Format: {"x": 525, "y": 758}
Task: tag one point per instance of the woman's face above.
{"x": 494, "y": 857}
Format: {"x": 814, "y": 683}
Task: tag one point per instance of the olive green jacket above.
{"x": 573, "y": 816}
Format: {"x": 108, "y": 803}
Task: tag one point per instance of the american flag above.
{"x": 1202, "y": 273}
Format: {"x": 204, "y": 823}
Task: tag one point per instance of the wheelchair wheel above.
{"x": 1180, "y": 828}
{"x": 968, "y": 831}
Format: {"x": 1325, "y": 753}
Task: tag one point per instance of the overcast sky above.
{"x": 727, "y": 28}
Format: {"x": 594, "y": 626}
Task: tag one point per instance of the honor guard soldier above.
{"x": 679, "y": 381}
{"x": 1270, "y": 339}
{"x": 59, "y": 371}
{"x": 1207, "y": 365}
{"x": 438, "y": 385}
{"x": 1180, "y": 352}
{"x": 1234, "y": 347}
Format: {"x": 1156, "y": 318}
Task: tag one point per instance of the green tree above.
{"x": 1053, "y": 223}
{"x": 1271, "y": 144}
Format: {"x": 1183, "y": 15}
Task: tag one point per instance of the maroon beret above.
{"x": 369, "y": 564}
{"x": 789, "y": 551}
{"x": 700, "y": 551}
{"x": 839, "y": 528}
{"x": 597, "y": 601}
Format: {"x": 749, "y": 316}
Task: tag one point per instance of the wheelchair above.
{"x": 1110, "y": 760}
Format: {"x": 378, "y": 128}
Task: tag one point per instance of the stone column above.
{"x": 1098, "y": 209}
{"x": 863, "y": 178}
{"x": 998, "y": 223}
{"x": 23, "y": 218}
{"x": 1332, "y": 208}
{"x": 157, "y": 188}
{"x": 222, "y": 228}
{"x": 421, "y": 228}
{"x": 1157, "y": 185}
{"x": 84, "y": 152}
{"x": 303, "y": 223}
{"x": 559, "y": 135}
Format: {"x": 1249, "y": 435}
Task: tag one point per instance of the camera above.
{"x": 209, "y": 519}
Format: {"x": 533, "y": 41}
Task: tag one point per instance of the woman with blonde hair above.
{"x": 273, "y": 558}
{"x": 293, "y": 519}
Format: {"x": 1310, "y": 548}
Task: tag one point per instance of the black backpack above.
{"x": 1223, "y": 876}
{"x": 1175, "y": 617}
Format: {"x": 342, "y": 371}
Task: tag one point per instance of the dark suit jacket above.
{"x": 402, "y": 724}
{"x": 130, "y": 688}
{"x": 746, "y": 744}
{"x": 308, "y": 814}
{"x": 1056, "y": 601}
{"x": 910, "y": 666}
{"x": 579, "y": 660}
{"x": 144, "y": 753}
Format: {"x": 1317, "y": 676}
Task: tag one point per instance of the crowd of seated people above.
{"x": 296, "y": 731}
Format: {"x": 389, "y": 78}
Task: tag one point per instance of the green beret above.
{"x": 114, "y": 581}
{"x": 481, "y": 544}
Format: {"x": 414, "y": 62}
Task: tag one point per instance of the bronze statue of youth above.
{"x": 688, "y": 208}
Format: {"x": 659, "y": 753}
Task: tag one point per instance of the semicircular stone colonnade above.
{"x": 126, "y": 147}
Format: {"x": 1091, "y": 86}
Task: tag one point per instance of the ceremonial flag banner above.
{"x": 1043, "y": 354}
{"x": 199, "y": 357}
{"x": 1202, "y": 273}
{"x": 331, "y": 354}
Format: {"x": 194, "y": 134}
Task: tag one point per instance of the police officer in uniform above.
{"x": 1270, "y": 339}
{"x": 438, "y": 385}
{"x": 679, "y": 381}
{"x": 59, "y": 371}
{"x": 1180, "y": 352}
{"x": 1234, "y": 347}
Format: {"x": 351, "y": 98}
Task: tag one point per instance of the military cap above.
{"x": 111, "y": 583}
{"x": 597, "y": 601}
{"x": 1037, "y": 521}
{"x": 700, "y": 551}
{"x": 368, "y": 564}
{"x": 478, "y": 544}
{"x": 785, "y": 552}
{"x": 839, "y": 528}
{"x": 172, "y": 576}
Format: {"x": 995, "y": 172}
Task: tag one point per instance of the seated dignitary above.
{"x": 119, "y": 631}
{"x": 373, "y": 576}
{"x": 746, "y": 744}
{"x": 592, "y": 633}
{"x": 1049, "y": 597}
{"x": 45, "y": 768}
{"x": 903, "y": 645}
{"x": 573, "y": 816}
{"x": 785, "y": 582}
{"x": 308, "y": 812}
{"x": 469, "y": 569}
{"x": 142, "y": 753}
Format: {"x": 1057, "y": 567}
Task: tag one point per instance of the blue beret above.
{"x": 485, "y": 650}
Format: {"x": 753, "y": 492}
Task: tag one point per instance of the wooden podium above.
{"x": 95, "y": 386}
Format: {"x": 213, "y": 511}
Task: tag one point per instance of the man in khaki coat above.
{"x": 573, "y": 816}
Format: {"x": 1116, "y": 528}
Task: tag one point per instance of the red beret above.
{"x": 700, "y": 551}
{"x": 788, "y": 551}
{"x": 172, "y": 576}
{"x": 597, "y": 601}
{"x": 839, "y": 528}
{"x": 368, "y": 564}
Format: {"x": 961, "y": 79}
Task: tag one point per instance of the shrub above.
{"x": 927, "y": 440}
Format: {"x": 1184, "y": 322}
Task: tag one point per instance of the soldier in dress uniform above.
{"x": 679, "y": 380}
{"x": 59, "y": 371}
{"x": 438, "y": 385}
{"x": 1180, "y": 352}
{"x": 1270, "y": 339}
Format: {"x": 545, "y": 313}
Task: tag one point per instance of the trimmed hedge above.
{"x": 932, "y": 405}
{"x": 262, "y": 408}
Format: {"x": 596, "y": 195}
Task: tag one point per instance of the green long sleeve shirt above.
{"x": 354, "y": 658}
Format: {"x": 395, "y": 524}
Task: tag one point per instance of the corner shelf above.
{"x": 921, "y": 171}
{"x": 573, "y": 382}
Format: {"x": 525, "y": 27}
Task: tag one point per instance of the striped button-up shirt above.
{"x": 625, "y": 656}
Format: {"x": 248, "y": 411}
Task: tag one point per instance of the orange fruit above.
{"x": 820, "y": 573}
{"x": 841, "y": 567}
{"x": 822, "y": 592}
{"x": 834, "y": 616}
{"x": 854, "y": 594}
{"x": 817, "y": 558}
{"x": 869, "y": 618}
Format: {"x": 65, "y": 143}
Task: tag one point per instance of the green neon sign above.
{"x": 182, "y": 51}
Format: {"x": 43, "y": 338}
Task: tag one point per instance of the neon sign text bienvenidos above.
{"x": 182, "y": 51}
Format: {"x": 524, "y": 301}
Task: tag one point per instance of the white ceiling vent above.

**REQUIREMENT**
Would you copy out each line exactly as written?

**SOLUTION FOR THIS EXERCISE**
Format: {"x": 525, "y": 758}
Task: tag one point per instance of the woman's face above.
{"x": 494, "y": 857}
Format: {"x": 814, "y": 683}
Task: tag one point per instance of the olive green jacket above.
{"x": 573, "y": 816}
Format: {"x": 108, "y": 803}
Task: tag one point per instance of the american flag above.
{"x": 1202, "y": 273}
Format: {"x": 204, "y": 823}
Task: tag one point per instance of the wheelchair wheel above.
{"x": 1180, "y": 828}
{"x": 968, "y": 831}
Format: {"x": 1325, "y": 753}
Task: tag one point per instance of the overcast sky above.
{"x": 727, "y": 28}
Format: {"x": 594, "y": 626}
Task: tag one point per instance of the honor guard soldier above.
{"x": 679, "y": 381}
{"x": 1270, "y": 339}
{"x": 59, "y": 371}
{"x": 1207, "y": 365}
{"x": 438, "y": 385}
{"x": 1180, "y": 352}
{"x": 1234, "y": 347}
Format: {"x": 1156, "y": 318}
Task: tag one point per instance of the green tree above.
{"x": 1053, "y": 223}
{"x": 1271, "y": 144}
Format: {"x": 1183, "y": 15}
Task: tag one point per instance of the maroon beret above.
{"x": 369, "y": 564}
{"x": 789, "y": 551}
{"x": 700, "y": 551}
{"x": 839, "y": 528}
{"x": 597, "y": 601}
Format: {"x": 749, "y": 316}
Task: tag one point per instance of the wheelchair above.
{"x": 1110, "y": 760}
Format: {"x": 378, "y": 128}
Task: tag one point per instance of the stone column above.
{"x": 1098, "y": 209}
{"x": 863, "y": 178}
{"x": 998, "y": 223}
{"x": 23, "y": 218}
{"x": 1332, "y": 208}
{"x": 157, "y": 188}
{"x": 222, "y": 228}
{"x": 421, "y": 228}
{"x": 1157, "y": 185}
{"x": 84, "y": 152}
{"x": 303, "y": 223}
{"x": 559, "y": 135}
Format: {"x": 1249, "y": 435}
Task: tag one point per instance of the camera above.
{"x": 209, "y": 519}
Format: {"x": 533, "y": 41}
Task: tag one point per instance of the woman with blonde hair above.
{"x": 273, "y": 558}
{"x": 293, "y": 519}
Format: {"x": 1310, "y": 548}
Task: tag one point per instance of the black backpack above.
{"x": 1223, "y": 876}
{"x": 1175, "y": 617}
Format: {"x": 342, "y": 371}
Task: tag one point per instance of the dark suit jacket above.
{"x": 402, "y": 724}
{"x": 130, "y": 688}
{"x": 746, "y": 744}
{"x": 308, "y": 814}
{"x": 1056, "y": 601}
{"x": 910, "y": 666}
{"x": 579, "y": 660}
{"x": 144, "y": 753}
Format: {"x": 1317, "y": 676}
Task: tag one point per instance of the crowd of seated people above.
{"x": 296, "y": 731}
Format: {"x": 389, "y": 78}
Task: tag one point per instance of the green beret above.
{"x": 114, "y": 581}
{"x": 481, "y": 544}
Format: {"x": 414, "y": 62}
Task: tag one point per instance of the bronze statue of youth above.
{"x": 688, "y": 208}
Format: {"x": 659, "y": 753}
Task: tag one point per instance of the semicircular stone colonnade above.
{"x": 126, "y": 147}
Format: {"x": 1091, "y": 86}
Task: tag one point per instance of the ceremonial flag banner above.
{"x": 1043, "y": 354}
{"x": 199, "y": 357}
{"x": 1202, "y": 273}
{"x": 331, "y": 354}
Format: {"x": 194, "y": 134}
Task: tag one point per instance of the police officer in uniform above.
{"x": 1270, "y": 339}
{"x": 438, "y": 385}
{"x": 679, "y": 381}
{"x": 59, "y": 371}
{"x": 1180, "y": 352}
{"x": 1234, "y": 347}
Format: {"x": 351, "y": 98}
Task: tag one point per instance of the military cap above.
{"x": 111, "y": 583}
{"x": 597, "y": 601}
{"x": 1037, "y": 521}
{"x": 700, "y": 551}
{"x": 368, "y": 564}
{"x": 478, "y": 544}
{"x": 785, "y": 552}
{"x": 839, "y": 528}
{"x": 172, "y": 576}
Format: {"x": 995, "y": 172}
Task: tag one point per instance of the seated dignitary above.
{"x": 119, "y": 631}
{"x": 373, "y": 576}
{"x": 746, "y": 744}
{"x": 592, "y": 633}
{"x": 1049, "y": 597}
{"x": 45, "y": 768}
{"x": 903, "y": 645}
{"x": 573, "y": 816}
{"x": 785, "y": 582}
{"x": 308, "y": 812}
{"x": 469, "y": 569}
{"x": 142, "y": 753}
Format: {"x": 1057, "y": 567}
Task: tag one point per instance of the blue beret above.
{"x": 485, "y": 650}
Format: {"x": 753, "y": 492}
Task: tag one point per instance of the wooden podium above.
{"x": 95, "y": 386}
Format: {"x": 213, "y": 511}
Task: tag one point per instance of the man in khaki coat above.
{"x": 573, "y": 816}
Format: {"x": 1116, "y": 528}
Task: tag one point per instance of the red beret above.
{"x": 700, "y": 551}
{"x": 788, "y": 551}
{"x": 172, "y": 576}
{"x": 597, "y": 601}
{"x": 839, "y": 528}
{"x": 368, "y": 564}
Format: {"x": 961, "y": 79}
Task: tag one point per instance of the shrub above.
{"x": 927, "y": 440}
Format: {"x": 1184, "y": 322}
Task: tag one point per instance of the soldier in dress uniform above.
{"x": 679, "y": 380}
{"x": 59, "y": 371}
{"x": 438, "y": 385}
{"x": 1180, "y": 352}
{"x": 1270, "y": 339}
Format: {"x": 545, "y": 313}
Task: tag one point per instance of the trimmed hedge above.
{"x": 932, "y": 405}
{"x": 262, "y": 408}
Format: {"x": 596, "y": 195}
Task: tag one point per instance of the green long sleeve shirt above.
{"x": 354, "y": 658}
Format: {"x": 395, "y": 524}
Task: tag one point per instance of the corner shelf above.
{"x": 921, "y": 171}
{"x": 573, "y": 382}
Format: {"x": 525, "y": 27}
Task: tag one point per instance of the striped button-up shirt above.
{"x": 625, "y": 656}
Format: {"x": 248, "y": 411}
Task: tag one point per instance of the orange fruit above.
{"x": 820, "y": 573}
{"x": 841, "y": 567}
{"x": 822, "y": 592}
{"x": 834, "y": 616}
{"x": 854, "y": 594}
{"x": 817, "y": 558}
{"x": 869, "y": 618}
Format: {"x": 65, "y": 143}
Task: tag one point per instance of the green neon sign above.
{"x": 182, "y": 51}
Format: {"x": 43, "y": 338}
Task: tag one point per instance of the neon sign text bienvenidos above.
{"x": 182, "y": 51}
Format: {"x": 524, "y": 301}
Task: tag one point per instance of the white ceiling vent above.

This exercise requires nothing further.